Stored entries
------

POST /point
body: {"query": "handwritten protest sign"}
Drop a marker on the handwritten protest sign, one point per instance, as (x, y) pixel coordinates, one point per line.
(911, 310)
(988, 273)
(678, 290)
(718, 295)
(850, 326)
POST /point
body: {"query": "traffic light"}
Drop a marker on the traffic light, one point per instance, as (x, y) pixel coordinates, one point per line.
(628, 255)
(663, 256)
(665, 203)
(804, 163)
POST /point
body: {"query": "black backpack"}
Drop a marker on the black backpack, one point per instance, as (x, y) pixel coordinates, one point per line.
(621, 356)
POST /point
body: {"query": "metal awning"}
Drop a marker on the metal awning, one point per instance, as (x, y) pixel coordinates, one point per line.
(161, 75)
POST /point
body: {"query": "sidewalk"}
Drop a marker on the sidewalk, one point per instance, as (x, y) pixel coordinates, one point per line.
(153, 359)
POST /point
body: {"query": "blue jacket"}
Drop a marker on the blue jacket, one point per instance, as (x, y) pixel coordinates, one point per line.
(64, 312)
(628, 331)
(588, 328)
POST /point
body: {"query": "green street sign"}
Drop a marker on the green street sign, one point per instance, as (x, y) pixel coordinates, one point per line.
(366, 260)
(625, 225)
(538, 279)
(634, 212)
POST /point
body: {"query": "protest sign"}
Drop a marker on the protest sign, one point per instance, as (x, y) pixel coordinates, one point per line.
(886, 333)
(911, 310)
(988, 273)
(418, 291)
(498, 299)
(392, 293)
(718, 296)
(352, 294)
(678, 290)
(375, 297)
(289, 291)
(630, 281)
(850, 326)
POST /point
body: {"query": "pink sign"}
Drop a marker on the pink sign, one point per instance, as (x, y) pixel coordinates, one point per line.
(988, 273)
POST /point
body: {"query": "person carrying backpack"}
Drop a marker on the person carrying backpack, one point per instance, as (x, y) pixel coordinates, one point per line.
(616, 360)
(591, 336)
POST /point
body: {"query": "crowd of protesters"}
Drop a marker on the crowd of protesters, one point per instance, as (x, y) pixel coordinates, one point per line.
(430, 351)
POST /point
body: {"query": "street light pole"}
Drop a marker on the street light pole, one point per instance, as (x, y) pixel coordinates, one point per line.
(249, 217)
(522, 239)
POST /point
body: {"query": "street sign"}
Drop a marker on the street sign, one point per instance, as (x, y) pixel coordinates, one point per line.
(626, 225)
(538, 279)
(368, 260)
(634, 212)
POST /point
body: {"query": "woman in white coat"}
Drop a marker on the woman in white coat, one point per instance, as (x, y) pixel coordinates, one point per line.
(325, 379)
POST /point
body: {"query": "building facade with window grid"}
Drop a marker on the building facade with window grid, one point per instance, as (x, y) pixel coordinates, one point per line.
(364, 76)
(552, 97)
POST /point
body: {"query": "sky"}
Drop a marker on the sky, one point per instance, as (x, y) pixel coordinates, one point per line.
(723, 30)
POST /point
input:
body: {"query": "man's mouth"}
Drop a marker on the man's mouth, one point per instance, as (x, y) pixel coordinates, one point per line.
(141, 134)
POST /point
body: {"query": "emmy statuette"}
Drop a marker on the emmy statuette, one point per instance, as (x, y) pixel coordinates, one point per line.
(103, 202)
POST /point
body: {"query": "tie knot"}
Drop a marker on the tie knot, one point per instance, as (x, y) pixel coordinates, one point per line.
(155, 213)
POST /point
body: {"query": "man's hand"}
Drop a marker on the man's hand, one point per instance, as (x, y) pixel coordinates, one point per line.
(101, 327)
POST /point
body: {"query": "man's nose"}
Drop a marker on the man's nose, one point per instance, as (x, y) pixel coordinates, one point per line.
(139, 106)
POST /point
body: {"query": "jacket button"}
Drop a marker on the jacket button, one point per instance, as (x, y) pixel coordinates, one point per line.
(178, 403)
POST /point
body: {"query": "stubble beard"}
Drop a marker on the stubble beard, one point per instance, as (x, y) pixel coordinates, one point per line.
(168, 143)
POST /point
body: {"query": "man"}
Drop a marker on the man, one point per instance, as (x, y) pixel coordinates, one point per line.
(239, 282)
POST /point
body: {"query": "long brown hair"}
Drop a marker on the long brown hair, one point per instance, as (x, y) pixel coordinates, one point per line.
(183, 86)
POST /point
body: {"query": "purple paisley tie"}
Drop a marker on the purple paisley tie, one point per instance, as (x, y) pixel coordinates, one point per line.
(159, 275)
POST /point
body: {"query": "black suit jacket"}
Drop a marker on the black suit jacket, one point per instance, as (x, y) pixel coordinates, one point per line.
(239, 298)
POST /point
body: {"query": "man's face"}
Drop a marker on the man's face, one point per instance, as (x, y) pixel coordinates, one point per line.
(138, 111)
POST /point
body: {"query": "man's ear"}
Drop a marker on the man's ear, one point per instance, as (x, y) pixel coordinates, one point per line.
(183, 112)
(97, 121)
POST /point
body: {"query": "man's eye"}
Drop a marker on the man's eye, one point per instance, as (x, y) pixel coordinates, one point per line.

------

Exercise task
Copy each record from above without leaving any out.

Solution for this task
POST /point
body: {"query": "handwritten protest sign"}
Drop a marker on the handwritten protest sign, one point per instance, as (x, y) pixel coordinates, one point per line.
(911, 310)
(988, 273)
(678, 290)
(718, 295)
(850, 326)
POST /point
body: {"query": "traffic light"}
Drop a marker on the traffic light, one point per instance, as (x, y) pixel coordinates, one point per line.
(628, 255)
(663, 256)
(665, 203)
(804, 163)
POST /point
body: {"query": "black backpack"}
Drop a marker on the black backpack, one point per instance, as (x, y) pixel coordinates, one point per line.
(621, 356)
POST /point
body: {"query": "metal awning"}
Drop a marker on the metal awning, one point per instance, as (x, y) pixel coordinates, one point per line.
(161, 75)
POST /point
body: {"query": "sidewalk"}
Drop a marker on the sidewalk, one point per instance, as (x, y) pixel coordinates, one point per line.
(153, 359)
POST /point
body: {"query": "blue jacket"}
Drop a marker on the blue jacket, one point per instance, as (x, y) pixel coordinates, one point per line.
(64, 312)
(628, 331)
(588, 328)
POST /point
body: {"query": "green street sign"}
Drop a marker on the green street sign, one point per instance, as (x, y) pixel coordinates, one point per line.
(366, 260)
(625, 225)
(538, 279)
(634, 212)
POST /point
body: {"query": "protest sign"}
Drop a marker on the protest sign, one point per instance, as (x, y) pixel coordinates, one point per line.
(886, 333)
(911, 310)
(988, 273)
(418, 291)
(498, 299)
(392, 293)
(718, 296)
(352, 294)
(678, 290)
(375, 297)
(289, 291)
(630, 281)
(850, 326)
POST /point
body: {"query": "pink sign"}
Drop a marker on the pink sign, one point per instance, as (x, y) pixel coordinates, one point per line.
(988, 273)
POST /point
body: {"query": "person carrying backpack"}
Drop a marker on the person carrying backpack, one point per instance, as (x, y) pixel coordinates, one point per line.
(616, 360)
(591, 336)
POST /point
body: {"query": "crowd of protesters"}
Drop a marker on the crowd of protesters, one point per instance, as (x, y) pixel coordinates, one point per line.
(430, 351)
POST /point
body: {"query": "street light pole"}
Drop a marker on the street light pole, one point per instance, as (x, y) pixel coordinates, one point per line.
(249, 217)
(522, 239)
POST /point
body: {"query": "street sign"}
Drop a marker on the street sign, one point per instance, as (x, y) pixel coordinates, one point per line.
(626, 225)
(538, 279)
(368, 260)
(634, 212)
POST /point
body: {"query": "woman in white coat"}
Drop a marker on the woman in white coat, one point per instance, as (x, y) pixel coordinates, one point per line.
(325, 379)
POST /point
body: {"query": "building facade with window grid"}
Drop a marker on the building facade with window grid, one point per instance, as (x, y) pixel coordinates, one point per line.
(364, 76)
(552, 97)
POST /point
body: {"query": "sky"}
Drop a marker on the sky, one point per instance, as (x, y) pixel coordinates, one point per line.
(723, 30)
POST /point
input:
body: {"query": "man's mouth"}
Drop a marker on the man's mouth, one point per instance, as (x, y) pixel coordinates, one point per line.
(141, 134)
POST /point
body: {"query": "emmy statuette"}
Drop a marker on the emmy statuette, one point per instance, as (x, y) pixel coordinates, one point per line.
(103, 202)
POST /point
body: {"query": "tie knot"}
Drop a marker on the tie knot, one point per instance, as (x, y) pixel coordinates, one point per line.
(155, 213)
POST /point
body: {"query": "man's hand"}
Drop a marker on the man's hand, one point per instance, as (x, y) pixel coordinates, one point per line.
(101, 327)
POST /point
body: {"query": "man's nose"}
Drop a marker on the man's nose, one point per instance, as (x, y) pixel coordinates, one point per line.
(139, 106)
POST /point
body: {"query": "jacket button"}
Drop a marker on the jacket button, one point per instance, as (x, y) pixel coordinates, one point per line.
(178, 403)
POST /point
body: {"query": "stubble beard"}
Drop a marker on the stubble beard, one point per instance, as (x, y) pixel coordinates, one point per line.
(168, 143)
POST /point
body: {"query": "man"}
Drop a marker on the man, one point per instance, as (x, y) pixel coordinates, one point per line.
(239, 282)
POST /point
body: {"query": "long brown hair"}
Drop a marker on the long brown hair, one point per instance, as (x, y) pixel coordinates, one point per line.
(183, 86)
POST /point
body: {"query": "purple paisley tie"}
Drop a marker on the purple paisley tie, one point per instance, as (x, y) pixel coordinates, one point per line.
(159, 275)
POST /point
body: {"query": "black suit jacket"}
Drop a marker on the black suit jacket, one point per instance, as (x, y) pixel coordinates, one point per line.
(239, 298)
POST /point
body: {"query": "man's face"}
Drop a marker on the man's face, one point per instance, as (x, y) pixel coordinates, one point per line.
(138, 111)
POST /point
body: {"query": "man's ear"}
Drop a marker on the man's ear, one point per instance, as (x, y) pixel coordinates, one point per line.
(183, 112)
(97, 121)
POST /point
body: {"query": "man's eye"}
Drop a marker on the man's eye, one point per instance, as (x, y) pixel coordinates, one point per line.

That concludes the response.